- Task instructions
From first line to last, copy the listing exactly and omit its pictures.

**** Dataset records

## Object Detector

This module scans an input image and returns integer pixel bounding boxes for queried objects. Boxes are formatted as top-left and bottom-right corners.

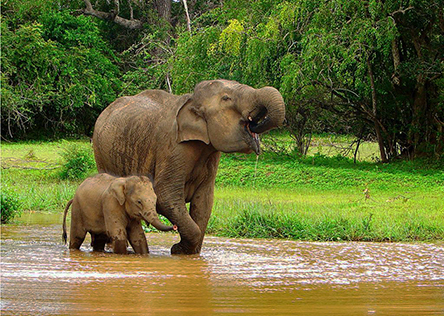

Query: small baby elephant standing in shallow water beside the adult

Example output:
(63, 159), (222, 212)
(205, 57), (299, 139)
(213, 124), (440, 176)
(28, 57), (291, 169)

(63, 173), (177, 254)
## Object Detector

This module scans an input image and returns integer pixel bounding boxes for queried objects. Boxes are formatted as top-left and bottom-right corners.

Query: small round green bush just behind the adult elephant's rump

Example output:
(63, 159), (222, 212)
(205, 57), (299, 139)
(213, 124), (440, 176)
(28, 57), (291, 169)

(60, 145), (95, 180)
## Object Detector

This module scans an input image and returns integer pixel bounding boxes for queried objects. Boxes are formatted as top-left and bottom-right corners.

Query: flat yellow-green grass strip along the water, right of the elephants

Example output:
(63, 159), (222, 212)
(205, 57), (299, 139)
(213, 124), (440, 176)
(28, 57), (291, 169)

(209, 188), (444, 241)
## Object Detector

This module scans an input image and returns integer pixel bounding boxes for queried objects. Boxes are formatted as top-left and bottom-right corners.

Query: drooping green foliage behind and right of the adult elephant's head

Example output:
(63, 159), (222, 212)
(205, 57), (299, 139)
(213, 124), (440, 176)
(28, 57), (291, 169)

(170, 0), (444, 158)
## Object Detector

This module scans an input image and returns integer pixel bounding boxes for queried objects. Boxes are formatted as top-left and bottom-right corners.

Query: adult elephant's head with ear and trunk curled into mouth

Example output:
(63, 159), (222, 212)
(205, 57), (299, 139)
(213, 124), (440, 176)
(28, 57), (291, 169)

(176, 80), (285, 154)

********

- Response area
## Object Detector

This module scans an input image and returns integer pixel bounding boxes for queried objects. Boxes are formatted as top-left and bottom-right corners.


Query: small baby elephant standing in shallow water beside the adult

Example output:
(63, 159), (222, 212)
(205, 57), (299, 139)
(213, 124), (440, 176)
(28, 57), (291, 169)

(63, 173), (177, 254)
## Object Detector

This module scans an input image and returns integer pixel bounding boxes for queried objects. Boxes are formatted as top-left and bottom-right corners.

Query: small round green bush just behind the adult elephant's rump

Example output:
(63, 159), (222, 212)
(205, 57), (299, 139)
(213, 124), (440, 176)
(28, 57), (291, 169)

(60, 145), (95, 180)
## Object Detector

This module scans an input image and returns integer pixel bounding boxes for queried objects. Boxes are formatted as top-left and bottom-right corners.

Query: flat yellow-green grass strip along the water, right of the elephants

Example output:
(63, 159), (222, 212)
(205, 57), (299, 139)
(213, 124), (440, 176)
(28, 57), (291, 169)

(209, 188), (444, 241)
## Object Detector

This module scans an input image and returns integer pixel bounding boxes for queried objects. Boxes are formatted as top-left and bottom-right corners.

Query: drooping green foliage behind and right of the adult elephant's head

Example output:
(63, 159), (222, 212)
(205, 57), (299, 139)
(213, 124), (440, 176)
(28, 57), (291, 169)

(170, 0), (444, 158)
## Object Detector

This module scans an input image and returns integer pixel bounding boxes for queried objects. Boxes are formatted as top-left and bottom-right corners.

Query: adult elephant's head with ear and trunk curled into mouth

Example output:
(63, 159), (222, 212)
(205, 57), (299, 139)
(213, 124), (440, 176)
(28, 57), (291, 169)

(176, 80), (285, 154)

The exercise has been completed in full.